━━━ DATA EXTRACT
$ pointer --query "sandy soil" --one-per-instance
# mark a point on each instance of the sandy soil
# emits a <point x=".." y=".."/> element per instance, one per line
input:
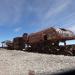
<point x="14" y="62"/>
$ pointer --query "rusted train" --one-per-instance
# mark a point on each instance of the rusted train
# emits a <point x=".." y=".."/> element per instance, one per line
<point x="45" y="41"/>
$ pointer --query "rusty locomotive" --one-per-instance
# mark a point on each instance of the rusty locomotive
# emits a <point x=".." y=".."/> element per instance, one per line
<point x="45" y="41"/>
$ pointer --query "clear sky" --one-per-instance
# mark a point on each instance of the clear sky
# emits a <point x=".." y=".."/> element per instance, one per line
<point x="19" y="16"/>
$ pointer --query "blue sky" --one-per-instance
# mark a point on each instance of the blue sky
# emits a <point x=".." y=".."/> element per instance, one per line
<point x="19" y="16"/>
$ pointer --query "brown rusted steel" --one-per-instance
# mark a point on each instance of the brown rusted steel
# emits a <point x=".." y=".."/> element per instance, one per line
<point x="46" y="41"/>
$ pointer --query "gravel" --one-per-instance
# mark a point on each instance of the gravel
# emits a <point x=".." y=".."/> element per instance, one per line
<point x="13" y="62"/>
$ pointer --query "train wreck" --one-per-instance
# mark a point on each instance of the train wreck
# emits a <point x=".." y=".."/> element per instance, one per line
<point x="45" y="41"/>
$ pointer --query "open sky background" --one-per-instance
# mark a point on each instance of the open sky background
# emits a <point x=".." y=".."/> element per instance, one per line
<point x="19" y="16"/>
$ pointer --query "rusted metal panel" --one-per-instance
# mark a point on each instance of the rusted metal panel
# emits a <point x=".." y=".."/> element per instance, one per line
<point x="18" y="43"/>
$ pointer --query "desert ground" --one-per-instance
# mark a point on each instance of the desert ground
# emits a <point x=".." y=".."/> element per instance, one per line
<point x="16" y="62"/>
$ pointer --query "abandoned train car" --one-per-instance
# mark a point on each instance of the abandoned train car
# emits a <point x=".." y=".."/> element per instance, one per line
<point x="46" y="41"/>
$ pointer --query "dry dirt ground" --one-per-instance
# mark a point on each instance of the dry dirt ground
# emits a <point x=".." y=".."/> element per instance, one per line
<point x="14" y="62"/>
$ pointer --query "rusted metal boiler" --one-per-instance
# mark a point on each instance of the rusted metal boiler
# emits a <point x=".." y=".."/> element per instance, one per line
<point x="46" y="41"/>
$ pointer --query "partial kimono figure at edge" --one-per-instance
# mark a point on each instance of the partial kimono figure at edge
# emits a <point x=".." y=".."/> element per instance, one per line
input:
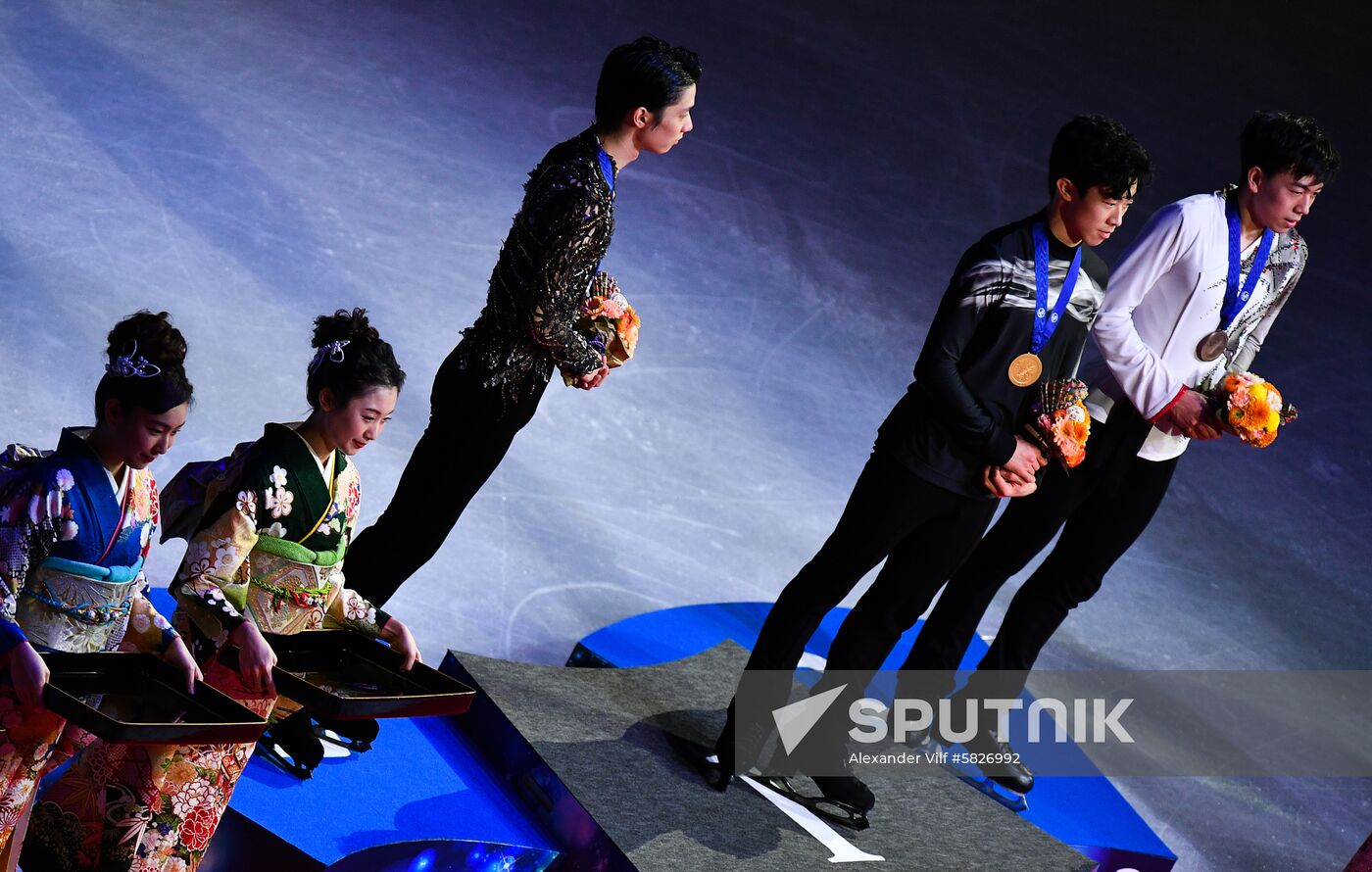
<point x="490" y="385"/>
<point x="270" y="531"/>
<point x="75" y="527"/>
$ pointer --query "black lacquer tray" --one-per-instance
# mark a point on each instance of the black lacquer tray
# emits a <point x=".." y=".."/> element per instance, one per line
<point x="339" y="673"/>
<point x="139" y="698"/>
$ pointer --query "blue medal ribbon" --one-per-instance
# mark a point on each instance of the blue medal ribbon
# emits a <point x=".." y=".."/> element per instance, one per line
<point x="1235" y="296"/>
<point x="1046" y="322"/>
<point x="607" y="170"/>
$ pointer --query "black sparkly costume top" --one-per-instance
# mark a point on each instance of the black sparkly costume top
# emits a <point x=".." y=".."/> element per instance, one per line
<point x="541" y="278"/>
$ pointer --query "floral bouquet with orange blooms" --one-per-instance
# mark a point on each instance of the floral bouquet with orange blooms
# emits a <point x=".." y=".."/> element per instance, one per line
<point x="1251" y="408"/>
<point x="608" y="322"/>
<point x="1060" y="421"/>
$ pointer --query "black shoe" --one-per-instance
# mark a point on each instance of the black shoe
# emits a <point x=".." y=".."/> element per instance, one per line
<point x="846" y="789"/>
<point x="827" y="806"/>
<point x="353" y="735"/>
<point x="291" y="745"/>
<point x="1010" y="773"/>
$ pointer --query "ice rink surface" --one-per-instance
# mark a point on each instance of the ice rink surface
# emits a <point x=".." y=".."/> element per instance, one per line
<point x="251" y="165"/>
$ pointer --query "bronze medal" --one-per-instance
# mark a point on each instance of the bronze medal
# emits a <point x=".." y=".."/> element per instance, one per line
<point x="1025" y="370"/>
<point x="1213" y="346"/>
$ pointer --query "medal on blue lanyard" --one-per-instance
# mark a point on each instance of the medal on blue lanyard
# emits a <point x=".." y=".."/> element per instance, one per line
<point x="1235" y="296"/>
<point x="1028" y="367"/>
<point x="607" y="170"/>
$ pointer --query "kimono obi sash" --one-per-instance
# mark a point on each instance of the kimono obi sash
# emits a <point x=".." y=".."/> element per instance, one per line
<point x="79" y="607"/>
<point x="291" y="587"/>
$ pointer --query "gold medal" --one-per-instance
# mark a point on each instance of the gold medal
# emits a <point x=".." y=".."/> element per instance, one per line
<point x="1025" y="370"/>
<point x="1213" y="346"/>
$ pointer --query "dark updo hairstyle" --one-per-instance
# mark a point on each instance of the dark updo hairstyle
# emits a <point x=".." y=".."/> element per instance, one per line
<point x="352" y="358"/>
<point x="146" y="366"/>
<point x="647" y="72"/>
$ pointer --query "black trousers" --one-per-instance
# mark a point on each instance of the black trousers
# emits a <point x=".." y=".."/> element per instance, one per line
<point x="470" y="428"/>
<point x="892" y="511"/>
<point x="1104" y="504"/>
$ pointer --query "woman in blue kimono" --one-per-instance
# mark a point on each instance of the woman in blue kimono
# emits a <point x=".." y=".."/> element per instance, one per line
<point x="74" y="529"/>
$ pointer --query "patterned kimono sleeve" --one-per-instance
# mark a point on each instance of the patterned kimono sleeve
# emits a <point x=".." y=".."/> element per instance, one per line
<point x="147" y="630"/>
<point x="213" y="582"/>
<point x="568" y="220"/>
<point x="30" y="517"/>
<point x="350" y="609"/>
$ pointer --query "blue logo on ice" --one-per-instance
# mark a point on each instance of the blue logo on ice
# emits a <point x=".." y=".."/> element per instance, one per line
<point x="798" y="718"/>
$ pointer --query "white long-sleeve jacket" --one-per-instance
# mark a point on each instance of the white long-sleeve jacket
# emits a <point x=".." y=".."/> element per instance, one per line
<point x="1165" y="295"/>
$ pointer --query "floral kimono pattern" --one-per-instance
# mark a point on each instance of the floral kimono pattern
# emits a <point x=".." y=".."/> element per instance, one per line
<point x="270" y="550"/>
<point x="71" y="580"/>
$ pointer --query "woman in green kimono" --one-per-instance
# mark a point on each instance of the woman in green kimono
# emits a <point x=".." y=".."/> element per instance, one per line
<point x="74" y="529"/>
<point x="268" y="557"/>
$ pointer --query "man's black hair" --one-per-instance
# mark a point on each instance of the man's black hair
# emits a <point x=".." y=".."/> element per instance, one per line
<point x="647" y="72"/>
<point x="1098" y="151"/>
<point x="1280" y="141"/>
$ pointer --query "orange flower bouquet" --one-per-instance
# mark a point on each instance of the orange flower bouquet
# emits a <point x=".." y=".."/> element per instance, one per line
<point x="1060" y="421"/>
<point x="1251" y="408"/>
<point x="608" y="322"/>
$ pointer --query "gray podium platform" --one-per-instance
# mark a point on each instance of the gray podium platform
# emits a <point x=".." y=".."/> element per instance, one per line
<point x="613" y="739"/>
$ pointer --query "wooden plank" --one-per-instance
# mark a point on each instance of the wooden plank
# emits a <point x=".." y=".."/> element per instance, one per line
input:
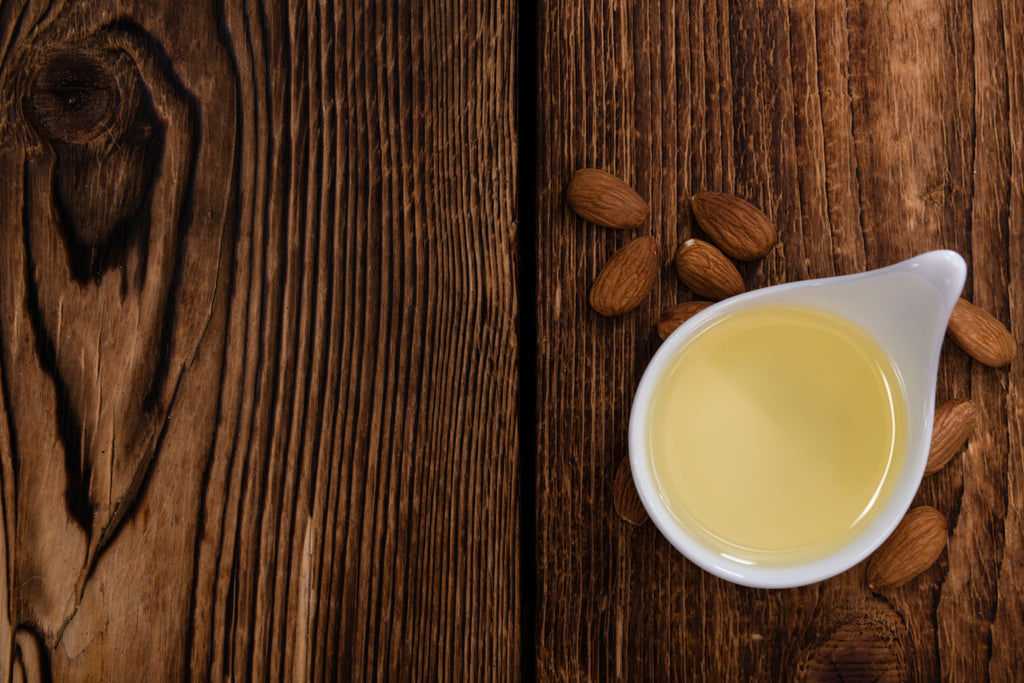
<point x="869" y="133"/>
<point x="257" y="343"/>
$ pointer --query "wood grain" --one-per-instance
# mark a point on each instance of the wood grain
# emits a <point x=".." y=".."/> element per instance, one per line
<point x="257" y="346"/>
<point x="868" y="133"/>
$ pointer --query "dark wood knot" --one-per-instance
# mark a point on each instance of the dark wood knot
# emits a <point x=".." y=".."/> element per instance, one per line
<point x="74" y="96"/>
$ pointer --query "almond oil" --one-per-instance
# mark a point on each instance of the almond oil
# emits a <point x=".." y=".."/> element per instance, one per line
<point x="774" y="433"/>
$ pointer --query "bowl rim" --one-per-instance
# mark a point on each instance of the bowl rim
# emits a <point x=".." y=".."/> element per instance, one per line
<point x="769" y="577"/>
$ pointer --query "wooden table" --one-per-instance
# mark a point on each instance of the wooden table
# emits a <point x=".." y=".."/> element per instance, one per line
<point x="298" y="376"/>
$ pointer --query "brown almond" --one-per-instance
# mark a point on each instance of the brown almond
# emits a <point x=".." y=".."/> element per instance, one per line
<point x="981" y="336"/>
<point x="627" y="279"/>
<point x="603" y="199"/>
<point x="913" y="547"/>
<point x="738" y="227"/>
<point x="954" y="422"/>
<point x="708" y="271"/>
<point x="674" y="316"/>
<point x="626" y="498"/>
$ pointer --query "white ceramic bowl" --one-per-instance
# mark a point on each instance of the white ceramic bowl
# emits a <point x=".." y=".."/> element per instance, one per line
<point x="905" y="307"/>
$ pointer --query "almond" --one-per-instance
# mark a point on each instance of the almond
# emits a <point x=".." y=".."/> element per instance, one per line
<point x="626" y="280"/>
<point x="708" y="271"/>
<point x="626" y="498"/>
<point x="738" y="227"/>
<point x="676" y="315"/>
<point x="954" y="422"/>
<point x="603" y="199"/>
<point x="981" y="336"/>
<point x="913" y="547"/>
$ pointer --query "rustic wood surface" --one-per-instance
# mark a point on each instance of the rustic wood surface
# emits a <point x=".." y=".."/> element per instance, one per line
<point x="257" y="344"/>
<point x="869" y="132"/>
<point x="260" y="330"/>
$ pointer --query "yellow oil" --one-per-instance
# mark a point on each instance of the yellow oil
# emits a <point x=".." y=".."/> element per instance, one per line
<point x="773" y="432"/>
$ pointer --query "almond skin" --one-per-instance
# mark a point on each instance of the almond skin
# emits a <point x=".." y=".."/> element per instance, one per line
<point x="738" y="227"/>
<point x="676" y="315"/>
<point x="627" y="279"/>
<point x="603" y="199"/>
<point x="954" y="422"/>
<point x="981" y="336"/>
<point x="708" y="271"/>
<point x="913" y="547"/>
<point x="626" y="498"/>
━━━━━━
* _REQUIREMENTS_
Can you gather every line of the items above that contains the word "white"?

* _RESPONSE TO THE TASK_
$ pointer --query "white long-sleeve jacket" --one-per-instance
# mark a point on each instance of the white long-sleeve jacket
$ pointer --query "white ceramic bowl" --one-per-instance
# mark a point on each instance of the white ceramic bowl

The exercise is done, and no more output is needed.